Tus tareas ▸
1/ Responde estas preguntas sobre el texto «Mad Mex»:
(a) ¿Con qué nombre se sigue refiriendo a la Ciudad de México quien vuelve de Madrid?
(b) ¿Cómo se llama la estación del Metro que tiene una escalinata infinita?
(c) ¿Con cuántas horas de anticipación debe planearse el recorrido al Benito Juárez?
2/ Escribe la continuación del texto «Mad Mex», sobre el regreso de Madrid a la Ciudad de México, a partir de su última oración.

Texto ▸
:::

Mad Mex
Volver a la ahora Ciudad de México luego de vivir una década en Madrid conlleva un íntimo cuadro de daños colaterales cuya sintomatología comienza con el necio afán de seguir refiriéndose a la querencia como D.F. y defeño a todo lo que permanece intacto, pero la enfermedad engaña los pasos del paseante y en el tercer tramo de un paseo las raíces de los árboles como nervadura inquieta bajo las banquetas nos recuerdan que las aceras lisas o con baldosas de cuadritos han quedao en el olvido.
Incluso al volante, no hay una sola calle en Ciudad de México lisa y sin baches y la nostalgia por las pocas veces en que se conducía en Madrid -con vehículo alquilado- remiten a la distorsionada bitácora de que en Mad prefería el transporte público: el Metro sin humaredas y vagones asardinados, la nula necesidad de apearse a la mitad de un túnel subterráneo y caminar en fila india hasta el andén de la siguiente estación (cuidando minuciosamente no pisar la vía vía porque te vuelves chicharrón). De la infinita escalinata de la estación Barranca del Muerto prefiero no intentar demostrar que no es más que una fiel reproducción de los estrechísimos escalones de un templo azteca por donde reptamos drogados directamente al sacrificio de todos los días, donde alguien, algunos, ésos y otros nos devoran a diario el corazón palpitante.
Allá en Mad, el autobús que parecía recién estrenado con magnífico sistema de aire acondicionado helado en verano y entrañable en invierno, limpieza y silencio... a contrapelo del pinche pesero MEX imperdonable donde haces un acto de fe pasando el pago de tu pasaje en monedas de mano en mano de extraños (y milagrosamente, recibiendo a los pocos minutos las monedas del cambio exacto). Entonces, Mad Mex es la hipnótica enfermedad de seguir soñando Mad en Mex: que el pasaje en taxi o autobús tiene precio fijo a Barajas y que el recorrido al Benito Juárez debe planearse con tres horas de anticipación; que los pinches camiones delirantes parecen reinventar la ruta para romper su monotonía o cumplir sus antojos a contrapelo del perfecto cronometraje de los autobuses que anuncian sin violación el minuto exacto de llegada a cada una de las paradas trazadas entre el Paseo de la Castellana (que no es Paseo de la Reforma y Puerta del Sol (que ya nada tiene de Zócalo).

:::

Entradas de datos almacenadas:

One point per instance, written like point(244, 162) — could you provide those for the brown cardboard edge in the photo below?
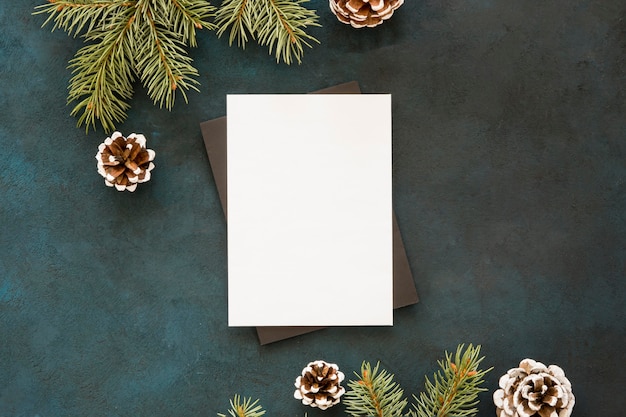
point(404, 291)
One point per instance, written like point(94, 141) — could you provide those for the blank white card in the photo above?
point(309, 210)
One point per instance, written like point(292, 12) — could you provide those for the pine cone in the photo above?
point(534, 390)
point(320, 385)
point(125, 162)
point(361, 13)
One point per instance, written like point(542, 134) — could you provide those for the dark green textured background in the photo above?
point(509, 183)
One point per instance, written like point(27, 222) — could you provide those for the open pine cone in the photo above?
point(125, 162)
point(364, 13)
point(534, 390)
point(320, 385)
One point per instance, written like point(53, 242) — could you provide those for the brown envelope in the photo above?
point(404, 292)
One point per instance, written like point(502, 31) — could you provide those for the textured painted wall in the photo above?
point(509, 185)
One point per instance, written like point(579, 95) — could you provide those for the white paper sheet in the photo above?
point(309, 210)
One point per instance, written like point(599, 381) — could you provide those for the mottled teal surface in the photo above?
point(509, 184)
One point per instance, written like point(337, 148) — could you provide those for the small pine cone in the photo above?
point(320, 385)
point(534, 390)
point(364, 13)
point(125, 162)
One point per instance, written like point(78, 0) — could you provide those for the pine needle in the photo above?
point(455, 388)
point(244, 408)
point(128, 40)
point(278, 24)
point(374, 394)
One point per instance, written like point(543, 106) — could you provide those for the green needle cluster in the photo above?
point(147, 41)
point(244, 407)
point(278, 24)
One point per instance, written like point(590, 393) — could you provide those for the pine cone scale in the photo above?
point(319, 385)
point(124, 162)
point(364, 13)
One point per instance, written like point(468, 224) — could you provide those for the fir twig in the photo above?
point(244, 408)
point(455, 388)
point(128, 39)
point(278, 24)
point(374, 393)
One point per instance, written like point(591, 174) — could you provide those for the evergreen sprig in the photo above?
point(244, 407)
point(455, 388)
point(278, 24)
point(374, 393)
point(126, 40)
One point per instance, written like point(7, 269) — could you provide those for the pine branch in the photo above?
point(143, 39)
point(374, 394)
point(238, 15)
point(77, 16)
point(244, 408)
point(103, 75)
point(278, 24)
point(164, 66)
point(282, 27)
point(455, 388)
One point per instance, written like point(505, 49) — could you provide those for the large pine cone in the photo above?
point(362, 13)
point(534, 390)
point(320, 385)
point(125, 162)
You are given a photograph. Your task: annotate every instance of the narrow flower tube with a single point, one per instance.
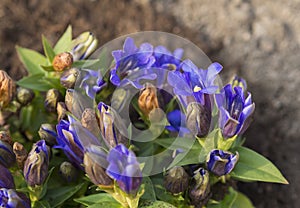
(11, 199)
(176, 180)
(95, 164)
(6, 179)
(220, 162)
(112, 128)
(125, 169)
(36, 165)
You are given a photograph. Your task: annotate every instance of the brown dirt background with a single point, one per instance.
(259, 40)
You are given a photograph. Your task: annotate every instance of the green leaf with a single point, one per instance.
(64, 43)
(35, 82)
(149, 194)
(96, 199)
(241, 199)
(31, 60)
(48, 50)
(57, 196)
(255, 167)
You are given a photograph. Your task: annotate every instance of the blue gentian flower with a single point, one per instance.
(191, 82)
(235, 110)
(125, 169)
(9, 198)
(129, 59)
(92, 82)
(166, 59)
(220, 162)
(36, 165)
(69, 142)
(6, 179)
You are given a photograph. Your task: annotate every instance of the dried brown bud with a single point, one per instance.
(89, 121)
(148, 100)
(62, 61)
(53, 96)
(5, 137)
(7, 89)
(21, 154)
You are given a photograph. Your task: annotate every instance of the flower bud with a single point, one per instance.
(53, 96)
(7, 89)
(198, 119)
(200, 188)
(176, 180)
(36, 165)
(47, 132)
(112, 129)
(68, 171)
(7, 156)
(62, 61)
(21, 154)
(84, 45)
(10, 198)
(89, 121)
(24, 96)
(6, 179)
(148, 100)
(94, 165)
(61, 110)
(5, 137)
(220, 162)
(68, 78)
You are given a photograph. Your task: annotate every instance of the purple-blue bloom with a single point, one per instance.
(124, 168)
(6, 179)
(131, 58)
(69, 142)
(9, 198)
(92, 82)
(235, 110)
(191, 82)
(220, 162)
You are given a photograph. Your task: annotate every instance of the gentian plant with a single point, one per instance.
(138, 125)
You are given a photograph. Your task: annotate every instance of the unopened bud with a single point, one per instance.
(176, 180)
(53, 96)
(47, 132)
(21, 154)
(7, 156)
(200, 188)
(89, 121)
(7, 89)
(148, 100)
(5, 137)
(24, 96)
(84, 45)
(198, 119)
(61, 110)
(62, 61)
(68, 77)
(68, 171)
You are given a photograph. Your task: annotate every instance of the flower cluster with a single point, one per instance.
(178, 141)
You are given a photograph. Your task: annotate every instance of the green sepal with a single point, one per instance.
(254, 167)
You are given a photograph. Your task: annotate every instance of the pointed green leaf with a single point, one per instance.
(64, 43)
(48, 50)
(59, 195)
(255, 167)
(31, 60)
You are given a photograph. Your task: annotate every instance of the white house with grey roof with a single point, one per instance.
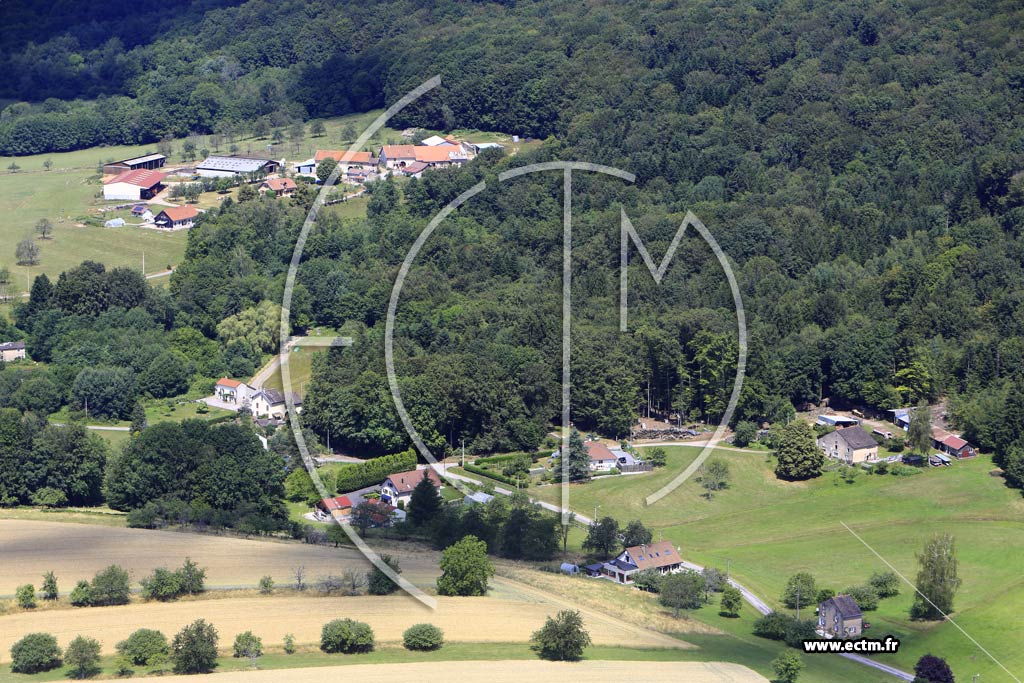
(226, 167)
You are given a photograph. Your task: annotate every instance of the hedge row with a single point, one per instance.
(374, 471)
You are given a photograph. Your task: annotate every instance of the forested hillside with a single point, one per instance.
(860, 163)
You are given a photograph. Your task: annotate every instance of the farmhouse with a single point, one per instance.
(271, 403)
(226, 167)
(280, 186)
(11, 351)
(601, 457)
(398, 487)
(851, 444)
(148, 162)
(231, 391)
(174, 217)
(134, 185)
(840, 617)
(396, 156)
(660, 556)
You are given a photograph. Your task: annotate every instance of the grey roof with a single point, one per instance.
(233, 164)
(857, 438)
(845, 605)
(141, 160)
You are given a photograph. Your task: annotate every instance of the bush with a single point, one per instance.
(886, 584)
(423, 637)
(195, 648)
(865, 597)
(111, 587)
(248, 645)
(26, 596)
(346, 636)
(83, 656)
(141, 646)
(562, 638)
(82, 595)
(162, 585)
(34, 653)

:::

Respuestas del ejercicio ▸
1/
(a) D.F.
(b) Barranca del Muerto.
(c) Con tres horas.

2/
Mad Mex las veinte mentadas de madre que me lanzan el mismo número de automovilistas y motocicletas absolutamente desconocidos, como si me tuvieran verdadero motivo para insultarme y Mad Mex el explendio de todos los productos imaginables en cada semáforo o cruce peatonal que no tiene aquí nada de paso de cebras y Mad Mex el lanzallamas y el genio malabarista de esferas de cristal, los niños payasitos sobre los hombros de sus mayores también payasitos y los limpiaparabrisas que ejercen ese vaivén de jabón con mugre (también en Madrid) pero que sólo en México se ofrece durante aguaceros.
¡Ah, las alcantarillas y la ausencia de desazolve! La Venecia de mierda en el barrio ancho de Chalco que lleva ya casi un mes anegado en aguas negras y los ríos y riachuelos en los que se convierten la mayoría de las vías por donde siguen vendiendo manojos de rosas y el absoluto desquiciamiento de siglos donde todas las generaciones de nuestros fantasmas pretéritos se vuelven a manifestar como brisas de calor y luego vientos fríos y secas horas de Sol quemante que se interrumpen con nuevos diluvios indescriptibles de lluvia ácida y los recorridos que duran veinte minutos de ida (en coche) y tres horas de regreso (por las mismas calles) y la pendencia constante de caminar en tropel al grado de echar de menos o extrañar a tanto pelmazo que estorba las aceras en Madrid, las puertas del Corte Inglés e incluso casi todas las escaleras eléctricas.